> _DATA FOR ANALYSIS_

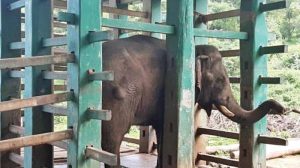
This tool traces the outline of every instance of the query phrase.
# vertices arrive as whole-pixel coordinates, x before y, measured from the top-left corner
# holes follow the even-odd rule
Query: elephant
[[[112,111],[112,119],[102,122],[101,145],[118,156],[119,167],[121,141],[132,125],[153,126],[160,149],[167,50],[164,40],[144,35],[107,41],[102,47],[103,70],[113,71],[114,81],[104,81],[102,86],[103,108]],[[198,45],[195,53],[195,103],[208,114],[215,105],[234,122],[253,123],[267,113],[285,111],[275,100],[267,100],[252,111],[242,109],[232,95],[217,48]]]

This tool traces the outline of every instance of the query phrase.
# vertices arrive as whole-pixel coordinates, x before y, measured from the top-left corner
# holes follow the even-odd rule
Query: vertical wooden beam
[[[128,4],[120,4],[120,3],[117,3],[117,8],[119,9],[128,9]],[[119,16],[119,19],[122,19],[122,20],[128,20],[128,16]],[[126,38],[128,37],[128,33],[124,33],[123,30],[119,30],[119,38]]]
[[[152,126],[140,126],[140,153],[150,153],[155,143],[155,130]]]
[[[51,38],[52,2],[30,0],[25,2],[25,57],[51,54],[50,48],[42,47],[43,38]],[[25,68],[25,98],[52,93],[52,82],[42,78],[50,65]],[[53,116],[42,113],[42,107],[25,109],[25,135],[53,131]],[[49,144],[26,147],[25,168],[53,167],[53,150]]]
[[[167,75],[163,135],[164,168],[194,167],[194,68],[193,0],[168,1]],[[176,17],[175,17],[176,16]]]
[[[161,0],[143,0],[143,11],[148,12],[148,22],[161,22]],[[151,33],[151,36],[161,38],[160,33]]]
[[[74,25],[68,26],[68,50],[75,54],[75,63],[68,64],[68,90],[74,91],[68,103],[68,127],[73,128],[74,138],[69,141],[68,166],[72,168],[100,167],[98,161],[85,158],[86,146],[100,148],[101,121],[89,120],[89,108],[101,109],[101,82],[90,81],[88,70],[102,70],[102,45],[91,44],[90,31],[101,28],[100,0],[69,0],[68,12],[75,15]]]
[[[14,58],[20,57],[20,50],[10,50],[9,44],[16,41],[21,41],[21,10],[15,9],[10,11],[8,4],[17,0],[2,0],[0,1],[0,57]],[[7,70],[1,70],[0,73],[0,95],[1,101],[7,101],[10,97],[20,98],[21,83],[18,78],[10,78]],[[9,125],[20,125],[21,112],[14,110],[11,112],[0,114],[0,139],[14,138],[17,135],[10,133]],[[15,150],[19,153],[20,150]],[[9,153],[1,153],[0,167],[16,167],[17,165],[9,159]]]
[[[245,109],[256,108],[266,100],[267,86],[259,83],[259,76],[267,76],[267,57],[259,54],[260,46],[267,44],[265,15],[259,12],[264,0],[242,0],[240,29],[247,32],[248,40],[241,40],[241,105]],[[253,125],[241,124],[240,168],[266,167],[266,149],[257,142],[258,134],[266,132],[264,117]]]
[[[195,0],[194,1],[195,11],[207,14],[208,11],[208,0]],[[207,25],[204,23],[195,24],[194,27],[201,28],[206,30]],[[195,37],[195,45],[199,44],[207,44],[208,38],[206,37]],[[207,127],[207,113],[204,110],[195,111],[195,129],[199,127]],[[202,134],[195,139],[195,155],[196,158],[197,153],[206,153],[207,146],[207,136]],[[197,165],[205,165],[206,161],[200,161]]]

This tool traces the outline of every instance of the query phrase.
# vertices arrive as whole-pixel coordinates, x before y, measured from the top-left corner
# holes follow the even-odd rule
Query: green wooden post
[[[167,76],[162,167],[194,167],[194,68],[193,0],[168,1]]]
[[[30,0],[25,2],[25,57],[51,54],[50,48],[42,47],[42,39],[51,37],[51,1]],[[42,71],[50,65],[25,68],[25,98],[52,93],[52,82],[42,78]],[[25,135],[53,131],[53,116],[42,112],[42,107],[25,109]],[[24,167],[52,167],[53,150],[49,144],[26,147]]]
[[[101,122],[88,118],[89,108],[101,109],[101,82],[90,81],[88,70],[102,70],[102,52],[99,43],[89,43],[89,32],[101,28],[101,0],[69,0],[68,13],[75,15],[74,25],[68,26],[68,48],[76,57],[68,64],[68,89],[74,99],[68,103],[68,127],[73,128],[74,138],[69,141],[68,166],[72,168],[99,167],[100,163],[85,158],[86,146],[100,149]],[[92,18],[92,19],[91,19]]]
[[[208,0],[195,0],[194,1],[195,11],[201,14],[207,14],[208,11]],[[207,29],[207,25],[204,23],[195,24],[195,28],[201,28],[203,30]],[[206,37],[195,37],[195,45],[199,44],[207,44],[208,38]],[[195,128],[196,127],[207,127],[207,113],[203,110],[196,111],[195,114]],[[197,139],[195,139],[195,157],[197,154],[206,153],[206,146],[207,146],[207,136],[200,135]],[[200,161],[198,165],[206,165],[206,161]]]
[[[120,3],[117,3],[117,7],[119,9],[128,9],[128,4],[127,3],[123,3],[123,4],[120,4]],[[128,16],[119,16],[119,19],[122,19],[122,20],[128,20]],[[119,30],[119,38],[126,38],[128,37],[128,33],[124,33],[123,30]]]
[[[143,9],[149,14],[149,22],[161,22],[161,0],[144,0]],[[151,33],[152,37],[161,38],[160,33]]]
[[[207,14],[208,11],[208,0],[195,0],[195,11],[201,14]],[[197,28],[207,29],[207,25],[204,23],[195,25]],[[208,38],[206,37],[195,37],[195,44],[207,44]]]
[[[0,57],[13,58],[20,57],[20,50],[10,50],[9,44],[21,41],[21,10],[15,9],[10,11],[8,4],[16,0],[0,1]],[[10,98],[20,98],[21,83],[20,79],[10,78],[7,70],[1,70],[0,73],[0,95],[1,101],[7,101]],[[14,138],[16,135],[9,133],[9,125],[20,125],[21,112],[14,110],[11,112],[0,113],[0,139]],[[14,152],[19,153],[20,150]],[[9,152],[1,153],[0,167],[17,167],[15,163],[8,159]]]
[[[242,0],[240,27],[248,33],[248,40],[241,40],[241,106],[253,109],[266,100],[267,86],[259,82],[259,76],[267,76],[267,57],[259,54],[267,44],[265,16],[259,12],[264,0]],[[257,143],[258,134],[266,132],[266,118],[253,125],[241,125],[240,168],[266,167],[266,148]]]

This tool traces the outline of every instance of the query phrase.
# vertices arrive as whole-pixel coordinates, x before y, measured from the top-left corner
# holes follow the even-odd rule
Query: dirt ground
[[[268,160],[267,166],[269,166],[269,168],[299,168],[300,155]]]

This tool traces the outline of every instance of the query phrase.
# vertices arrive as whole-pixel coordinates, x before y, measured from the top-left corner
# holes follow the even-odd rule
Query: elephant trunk
[[[280,103],[272,99],[263,102],[256,109],[250,111],[240,107],[233,98],[230,98],[226,105],[216,103],[215,106],[230,120],[240,124],[252,124],[263,118],[266,114],[283,114],[286,111]]]

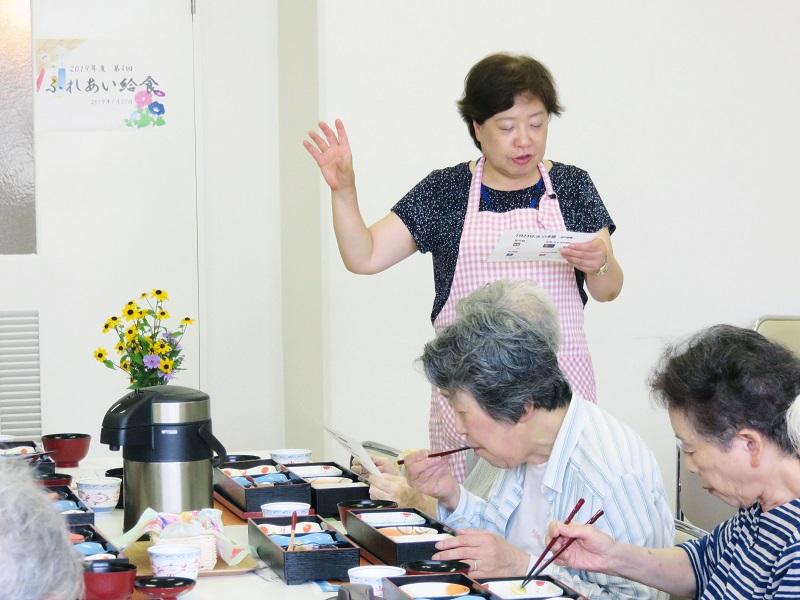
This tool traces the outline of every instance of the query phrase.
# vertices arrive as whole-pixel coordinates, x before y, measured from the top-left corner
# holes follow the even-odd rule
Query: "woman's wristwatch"
[[[603,265],[594,274],[599,277],[604,275],[606,271],[608,271],[608,252],[606,252],[606,257],[603,259]]]

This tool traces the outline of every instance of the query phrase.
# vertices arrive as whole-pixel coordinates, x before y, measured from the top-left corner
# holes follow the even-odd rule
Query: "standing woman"
[[[455,319],[455,305],[497,279],[532,279],[550,294],[559,312],[559,365],[573,391],[595,402],[592,361],[583,328],[589,294],[600,302],[622,289],[614,258],[615,229],[589,175],[545,160],[547,126],[562,108],[550,71],[525,55],[492,54],[467,74],[458,103],[470,136],[481,151],[476,161],[433,171],[383,219],[367,227],[358,207],[355,172],[344,125],[320,122],[324,138],[309,132],[303,142],[331,188],[333,227],[348,270],[372,274],[418,250],[433,254],[436,332]],[[508,230],[596,233],[561,250],[566,263],[487,262]],[[433,451],[464,445],[453,411],[433,390],[430,416]],[[464,453],[450,461],[453,475],[466,475]]]

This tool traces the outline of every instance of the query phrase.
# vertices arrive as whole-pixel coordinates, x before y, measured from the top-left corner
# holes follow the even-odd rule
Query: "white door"
[[[99,346],[114,357],[105,320],[153,288],[169,292],[176,320],[198,312],[191,3],[33,0],[32,20],[34,48],[59,48],[34,56],[34,90],[39,75],[40,94],[54,86],[34,114],[38,248],[0,257],[0,311],[38,312],[43,432],[97,439],[128,385],[93,359]],[[132,85],[149,86],[149,102],[114,106],[108,90],[135,96]],[[103,102],[76,103],[95,90]],[[152,123],[138,126],[140,108]],[[110,126],[112,110],[111,121],[136,126]],[[198,387],[196,330],[183,346],[174,383]]]

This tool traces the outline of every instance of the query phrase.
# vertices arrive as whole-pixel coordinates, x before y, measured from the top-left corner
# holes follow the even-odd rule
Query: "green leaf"
[[[109,369],[111,369],[112,371],[114,370],[114,363],[113,363],[113,362],[111,362],[109,359],[105,359],[105,360],[103,361],[103,364],[104,364],[105,366],[107,366]]]

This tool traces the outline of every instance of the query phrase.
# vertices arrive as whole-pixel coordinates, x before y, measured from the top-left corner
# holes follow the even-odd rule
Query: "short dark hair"
[[[425,345],[431,384],[469,392],[495,421],[517,423],[528,406],[555,410],[572,392],[551,340],[525,317],[479,304]]]
[[[800,394],[800,358],[752,329],[714,325],[668,347],[650,387],[658,404],[723,449],[753,429],[796,453],[786,412]]]
[[[560,116],[563,108],[549,69],[524,54],[490,54],[475,63],[464,78],[464,94],[458,112],[467,124],[472,141],[480,150],[473,121],[483,125],[487,119],[514,106],[519,95],[538,98],[547,114]]]

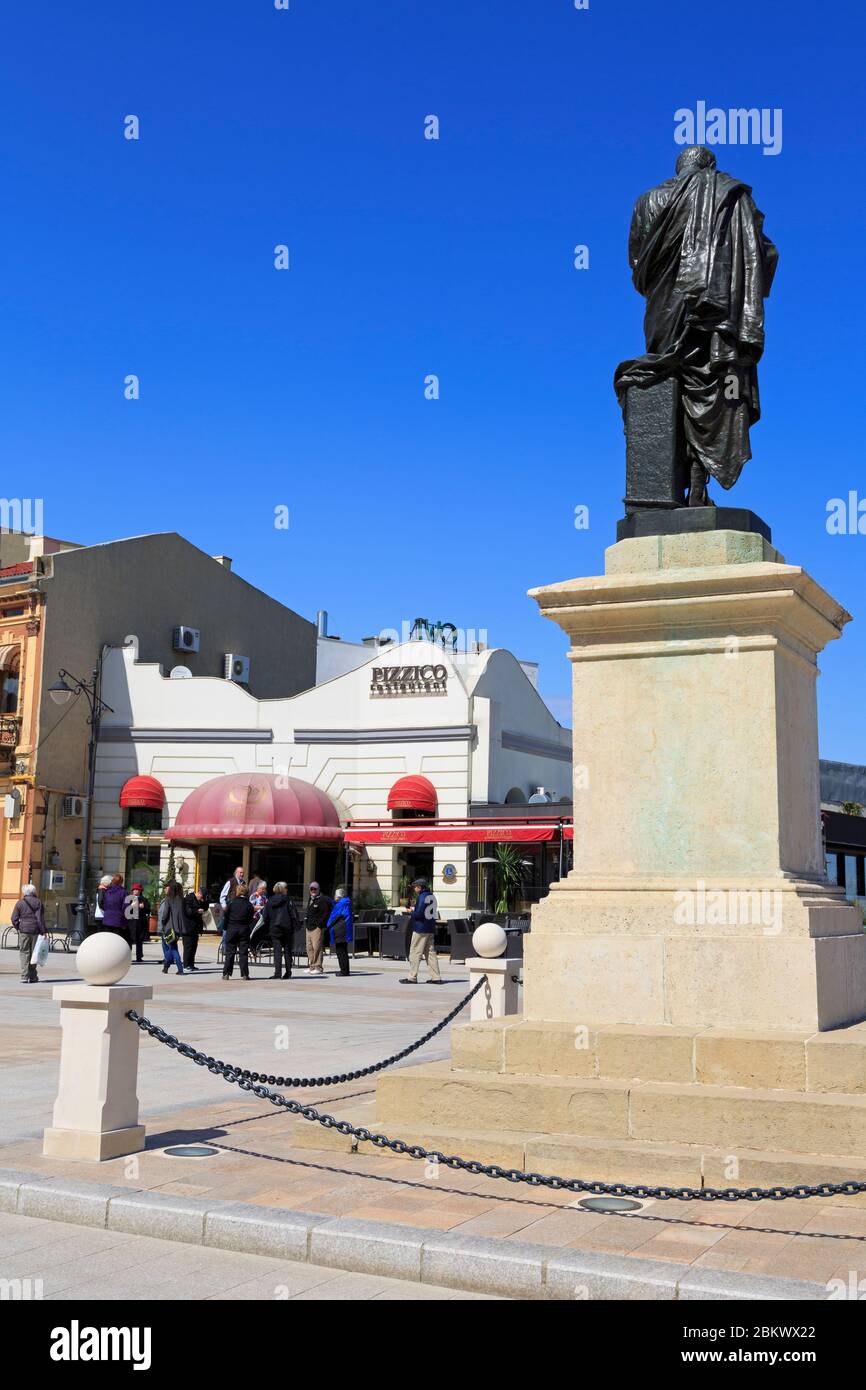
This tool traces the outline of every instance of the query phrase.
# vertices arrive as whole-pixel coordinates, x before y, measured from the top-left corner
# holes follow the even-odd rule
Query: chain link
[[[149,1019],[142,1018],[134,1009],[130,1009],[126,1017],[157,1042],[179,1052],[181,1057],[187,1057],[199,1067],[206,1067],[212,1075],[221,1076],[224,1081],[239,1086],[242,1091],[250,1091],[260,1100],[270,1101],[271,1105],[286,1110],[290,1115],[312,1120],[324,1129],[336,1130],[338,1134],[356,1139],[361,1144],[372,1144],[377,1149],[389,1149],[391,1153],[404,1154],[409,1158],[435,1163],[462,1173],[471,1173],[476,1177],[502,1178],[505,1182],[528,1183],[530,1187],[549,1188],[554,1192],[584,1193],[594,1197],[638,1197],[659,1202],[784,1202],[791,1197],[855,1197],[861,1192],[866,1192],[866,1182],[859,1182],[853,1178],[848,1182],[823,1182],[814,1186],[798,1183],[796,1187],[651,1187],[647,1183],[597,1182],[583,1178],[559,1178],[546,1173],[527,1173],[522,1168],[502,1168],[498,1163],[480,1163],[474,1158],[460,1158],[456,1154],[441,1153],[438,1149],[425,1149],[421,1144],[408,1144],[404,1139],[389,1139],[387,1135],[376,1134],[363,1125],[350,1124],[348,1120],[339,1120],[335,1115],[323,1114],[312,1105],[303,1105],[298,1100],[289,1100],[286,1096],[277,1095],[261,1084],[262,1081],[267,1081],[271,1086],[334,1086],[339,1082],[358,1081],[362,1077],[372,1075],[373,1072],[382,1071],[394,1062],[408,1057],[410,1053],[416,1052],[430,1038],[440,1033],[460,1010],[465,1008],[485,983],[486,978],[482,976],[475,988],[470,990],[456,1008],[446,1014],[441,1023],[431,1028],[430,1032],[425,1033],[416,1043],[405,1047],[402,1052],[395,1053],[384,1062],[362,1067],[360,1071],[345,1072],[342,1076],[318,1077],[314,1080],[308,1077],[262,1076],[259,1072],[234,1067],[228,1062],[209,1057],[204,1052],[197,1052],[189,1043],[179,1042],[171,1033],[158,1028]]]

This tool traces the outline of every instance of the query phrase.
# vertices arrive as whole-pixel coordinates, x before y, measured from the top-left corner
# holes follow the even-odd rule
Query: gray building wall
[[[222,676],[223,655],[250,658],[249,690],[259,699],[294,695],[316,683],[316,627],[174,533],[63,551],[45,560],[43,691],[37,754],[40,783],[83,790],[83,698],[57,707],[47,689],[61,668],[89,679],[101,648],[139,639],[142,661],[166,674],[187,666]],[[201,630],[201,650],[176,652],[178,624]],[[62,723],[61,723],[62,720]]]

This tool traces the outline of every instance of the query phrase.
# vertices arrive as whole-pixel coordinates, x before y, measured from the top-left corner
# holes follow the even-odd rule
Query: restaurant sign
[[[447,684],[448,672],[442,665],[374,666],[370,694],[378,697],[445,695]]]

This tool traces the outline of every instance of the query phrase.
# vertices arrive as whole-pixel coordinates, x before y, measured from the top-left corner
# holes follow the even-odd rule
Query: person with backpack
[[[428,985],[441,985],[442,975],[436,956],[436,923],[439,917],[439,904],[427,887],[425,878],[416,878],[412,884],[415,892],[415,905],[409,921],[412,925],[412,940],[409,945],[409,974],[400,981],[401,985],[417,985],[418,971],[422,960],[427,962],[430,972]]]
[[[331,915],[328,918],[328,930],[331,933],[331,945],[340,967],[338,973],[348,975],[350,973],[349,942],[353,937],[353,923],[352,899],[345,888],[338,888],[334,894],[334,906],[331,908]]]
[[[25,883],[21,897],[12,909],[12,925],[18,932],[18,961],[22,985],[38,985],[39,976],[33,964],[33,948],[40,936],[45,936],[45,912],[37,896],[35,884]]]
[[[274,973],[271,979],[290,980],[292,978],[292,945],[295,939],[295,928],[300,926],[300,921],[295,911],[295,904],[289,897],[289,885],[287,883],[274,884],[274,891],[262,909],[262,924],[264,930],[270,934],[271,945],[274,948]],[[286,973],[281,975],[284,952]]]
[[[157,915],[159,935],[162,940],[163,975],[168,974],[170,965],[177,966],[178,975],[183,974],[183,963],[177,943],[183,936],[183,898],[180,885],[167,883],[163,889],[162,902]]]

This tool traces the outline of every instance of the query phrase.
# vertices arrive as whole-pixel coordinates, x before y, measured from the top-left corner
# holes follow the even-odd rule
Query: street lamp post
[[[71,945],[78,946],[84,937],[87,923],[87,869],[90,853],[93,789],[96,781],[96,745],[99,742],[99,721],[103,711],[113,714],[114,710],[104,700],[101,700],[97,693],[100,677],[99,663],[93,668],[93,674],[89,681],[79,680],[77,676],[70,675],[68,671],[58,671],[57,676],[58,679],[54,684],[48,687],[48,694],[54,704],[68,705],[70,700],[77,700],[80,695],[83,695],[90,710],[87,717],[87,723],[90,726],[90,738],[87,743],[87,794],[84,798],[84,832],[81,842],[81,868],[78,874],[78,902],[75,908],[75,926],[70,935]]]

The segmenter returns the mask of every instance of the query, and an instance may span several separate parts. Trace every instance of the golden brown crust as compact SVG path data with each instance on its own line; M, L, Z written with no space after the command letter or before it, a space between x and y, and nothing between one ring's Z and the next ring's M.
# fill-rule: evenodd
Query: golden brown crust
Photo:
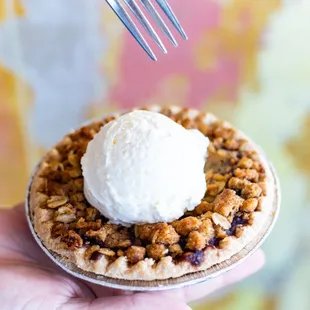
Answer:
M207 191L173 223L107 223L83 194L80 158L112 118L66 136L44 158L30 192L35 231L44 245L80 268L124 279L165 279L204 270L241 250L259 232L272 203L268 165L254 144L211 114L159 111L208 135Z

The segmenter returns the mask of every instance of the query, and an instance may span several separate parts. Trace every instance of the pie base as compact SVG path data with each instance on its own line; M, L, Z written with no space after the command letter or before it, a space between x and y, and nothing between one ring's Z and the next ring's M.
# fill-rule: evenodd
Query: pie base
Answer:
M157 108L155 107L152 110L156 109ZM193 114L195 114L194 110ZM213 115L208 114L206 122L212 122L215 119L216 118ZM270 216L276 216L276 213L274 213L276 180L270 170L270 166L262 151L260 151L259 148L248 139L248 137L241 132L238 132L238 135L240 138L247 139L253 150L258 151L259 161L263 164L266 172L267 178L265 183L267 194L263 198L261 204L262 211L255 212L253 224L251 226L245 226L243 234L239 238L230 236L229 245L224 249L206 247L203 250L203 260L198 266L195 266L188 261L179 261L175 263L171 256L162 257L158 262L152 258L145 258L135 265L129 265L127 257L123 256L117 258L113 263L109 264L108 259L104 255L98 260L86 260L84 258L86 249L83 247L76 251L64 249L60 246L60 237L53 239L51 236L51 228L53 225L51 222L53 217L52 211L49 209L42 209L40 207L42 203L42 195L38 190L40 186L42 186L42 179L36 176L40 175L44 169L44 165L39 165L39 168L35 172L35 176L30 185L29 208L34 230L39 236L44 247L59 254L62 257L62 260L73 263L82 270L111 278L144 281L163 280L181 277L189 273L203 271L212 266L218 265L245 248L255 237L259 235L262 227L266 223L267 218Z

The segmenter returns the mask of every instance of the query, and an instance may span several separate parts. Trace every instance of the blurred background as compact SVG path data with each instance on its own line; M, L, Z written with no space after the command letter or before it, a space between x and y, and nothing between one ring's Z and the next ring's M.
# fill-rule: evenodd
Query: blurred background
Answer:
M0 205L23 200L46 149L133 106L209 110L280 176L279 221L255 276L196 310L310 309L310 1L169 0L189 36L152 62L104 0L0 0Z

> _WORK TO COMPLETE_
Search the records for the string "background" and return every line in which it occurs.

> _PROBLEM SOLUTION_
The segmenter returns the mask of every instance of the query, and an instance may span several separate parts. Trace every instance of the blurred background as compact SVG path data with each instance on its own line; M, L, Z written with no space after the command letter or before it, a space between x and y, and nothing between one ring's Z and the next ring's M.
Query: blurred background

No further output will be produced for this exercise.